■ Task requirements: Extract the listing in its entirety, keeping each line identical to the original.

■ The data:
· · ·

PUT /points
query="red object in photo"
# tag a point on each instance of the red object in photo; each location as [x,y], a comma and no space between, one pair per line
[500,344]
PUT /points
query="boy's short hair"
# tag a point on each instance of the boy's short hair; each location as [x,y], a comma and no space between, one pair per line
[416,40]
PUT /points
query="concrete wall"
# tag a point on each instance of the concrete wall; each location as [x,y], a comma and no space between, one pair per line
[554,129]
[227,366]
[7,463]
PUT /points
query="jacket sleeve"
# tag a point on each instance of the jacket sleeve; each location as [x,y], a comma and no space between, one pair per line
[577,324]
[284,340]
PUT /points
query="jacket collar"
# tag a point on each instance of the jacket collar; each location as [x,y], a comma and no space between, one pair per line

· · ·

■ Task output:
PUT /points
query="red object in photo"
# tag a point on each instance of the red object in photo; each location as [x,y], a comma and no space between, one pair per line
[500,344]
PUT /points
query="boy's short hair"
# tag a point on each instance of the boy's short hair; each location as [x,y], a comma and no space between, one pair per line
[416,40]
PUT /points
query="concrete wall"
# tag a point on each instance of the concrete wall; each location as [x,y], a comma and no space between, one pair per line
[554,129]
[227,366]
[7,463]
PUT /points
query="jacket sleeve"
# tag a point on each instance of the jacket sleeve; each location as [x,y], a comma and no space between, one pair per line
[577,324]
[284,340]
PUT /points
query="jacket collar"
# tag a point on each instance of the jacket collar; each location as [x,y], a comma and no space between, one pair per line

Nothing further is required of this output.